■ Stored items from a collection
____
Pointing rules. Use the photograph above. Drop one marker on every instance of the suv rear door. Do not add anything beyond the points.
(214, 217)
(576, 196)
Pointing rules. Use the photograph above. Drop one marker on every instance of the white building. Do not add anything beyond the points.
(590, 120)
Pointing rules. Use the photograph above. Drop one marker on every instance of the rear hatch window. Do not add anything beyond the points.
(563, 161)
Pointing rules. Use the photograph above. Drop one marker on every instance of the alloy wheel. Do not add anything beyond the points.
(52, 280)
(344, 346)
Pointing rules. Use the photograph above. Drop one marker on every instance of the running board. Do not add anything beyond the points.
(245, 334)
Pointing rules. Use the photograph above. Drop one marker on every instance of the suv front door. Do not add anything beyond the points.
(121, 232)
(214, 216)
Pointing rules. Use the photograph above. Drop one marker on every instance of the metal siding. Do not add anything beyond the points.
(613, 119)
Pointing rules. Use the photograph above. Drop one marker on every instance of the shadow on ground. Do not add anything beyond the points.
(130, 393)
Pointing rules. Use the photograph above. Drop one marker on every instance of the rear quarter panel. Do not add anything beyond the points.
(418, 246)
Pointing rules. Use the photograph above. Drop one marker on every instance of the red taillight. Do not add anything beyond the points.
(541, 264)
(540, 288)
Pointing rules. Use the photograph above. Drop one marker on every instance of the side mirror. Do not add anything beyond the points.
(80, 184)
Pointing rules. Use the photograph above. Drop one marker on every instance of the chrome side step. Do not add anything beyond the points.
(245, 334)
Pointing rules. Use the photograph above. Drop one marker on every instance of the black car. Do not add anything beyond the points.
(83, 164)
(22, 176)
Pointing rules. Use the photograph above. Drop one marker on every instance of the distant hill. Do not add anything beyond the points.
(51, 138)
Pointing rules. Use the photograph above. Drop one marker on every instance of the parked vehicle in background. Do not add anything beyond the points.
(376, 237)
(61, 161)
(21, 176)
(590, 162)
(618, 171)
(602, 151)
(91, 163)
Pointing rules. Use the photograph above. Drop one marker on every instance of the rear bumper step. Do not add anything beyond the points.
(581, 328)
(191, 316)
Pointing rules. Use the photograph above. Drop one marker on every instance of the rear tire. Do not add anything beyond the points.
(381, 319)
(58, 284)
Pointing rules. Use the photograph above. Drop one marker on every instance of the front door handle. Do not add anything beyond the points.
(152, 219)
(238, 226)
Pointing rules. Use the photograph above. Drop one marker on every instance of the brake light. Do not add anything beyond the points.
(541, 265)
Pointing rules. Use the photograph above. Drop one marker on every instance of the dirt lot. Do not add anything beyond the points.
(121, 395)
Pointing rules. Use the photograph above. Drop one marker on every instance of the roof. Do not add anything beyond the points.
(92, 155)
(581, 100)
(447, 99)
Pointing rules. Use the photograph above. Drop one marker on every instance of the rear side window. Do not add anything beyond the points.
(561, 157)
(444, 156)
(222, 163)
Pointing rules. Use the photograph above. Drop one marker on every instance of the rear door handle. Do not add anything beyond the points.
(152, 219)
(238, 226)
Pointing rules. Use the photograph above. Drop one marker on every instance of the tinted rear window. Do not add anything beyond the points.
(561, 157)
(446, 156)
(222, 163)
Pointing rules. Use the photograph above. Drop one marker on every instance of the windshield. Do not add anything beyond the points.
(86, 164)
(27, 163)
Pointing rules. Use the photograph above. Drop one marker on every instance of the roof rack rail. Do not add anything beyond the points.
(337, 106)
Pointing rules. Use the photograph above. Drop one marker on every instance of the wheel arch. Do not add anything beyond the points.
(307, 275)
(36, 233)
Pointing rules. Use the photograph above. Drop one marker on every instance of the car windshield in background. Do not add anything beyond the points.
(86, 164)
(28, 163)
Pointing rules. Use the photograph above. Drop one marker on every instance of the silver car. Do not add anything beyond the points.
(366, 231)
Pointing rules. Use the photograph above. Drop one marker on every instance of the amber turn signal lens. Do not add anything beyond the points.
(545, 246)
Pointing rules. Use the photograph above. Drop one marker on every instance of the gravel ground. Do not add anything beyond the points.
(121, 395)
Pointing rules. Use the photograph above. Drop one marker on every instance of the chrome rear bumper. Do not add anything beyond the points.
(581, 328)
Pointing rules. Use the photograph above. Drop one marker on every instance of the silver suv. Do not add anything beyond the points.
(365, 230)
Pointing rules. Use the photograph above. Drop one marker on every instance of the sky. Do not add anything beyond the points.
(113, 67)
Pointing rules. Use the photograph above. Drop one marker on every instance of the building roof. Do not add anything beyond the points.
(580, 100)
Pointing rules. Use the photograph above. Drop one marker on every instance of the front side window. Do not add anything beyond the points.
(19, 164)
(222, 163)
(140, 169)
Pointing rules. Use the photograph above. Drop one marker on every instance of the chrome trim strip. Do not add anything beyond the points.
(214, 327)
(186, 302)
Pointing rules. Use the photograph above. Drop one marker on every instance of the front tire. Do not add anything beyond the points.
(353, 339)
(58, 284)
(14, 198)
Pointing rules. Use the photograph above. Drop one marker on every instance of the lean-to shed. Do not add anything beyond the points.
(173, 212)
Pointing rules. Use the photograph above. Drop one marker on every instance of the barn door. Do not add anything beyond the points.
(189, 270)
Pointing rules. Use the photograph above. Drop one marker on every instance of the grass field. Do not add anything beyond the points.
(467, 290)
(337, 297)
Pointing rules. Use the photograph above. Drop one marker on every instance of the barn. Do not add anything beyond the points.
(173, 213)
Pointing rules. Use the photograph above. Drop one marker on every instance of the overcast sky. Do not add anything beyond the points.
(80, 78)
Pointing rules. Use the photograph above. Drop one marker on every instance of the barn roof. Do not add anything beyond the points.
____
■ Exercise task
Rewrite every line of the rows above, requests included, from the line containing "field. Do not add anything beyond the points." through the end of the rows, adding 121 to each coordinate in the answer points.

■ Finished exercise
Pointing rules. Use the photograph above. Drop one marker on every instance of the grass field. Do not add anything beyond the points.
(588, 411)
(458, 418)
Pointing rules. Use the photograph above. Drop one marker on every instance of the barn. Do not add anything beyond the points.
(294, 334)
Pointing rules. Use the photograph above. Drop one marker on every instance of the overcast sky. Do not add anything beyond the points.
(201, 199)
Pointing rules. Use the photograph above. Drop one marker on every instance of the barn roof. Do not add anything beyond the points.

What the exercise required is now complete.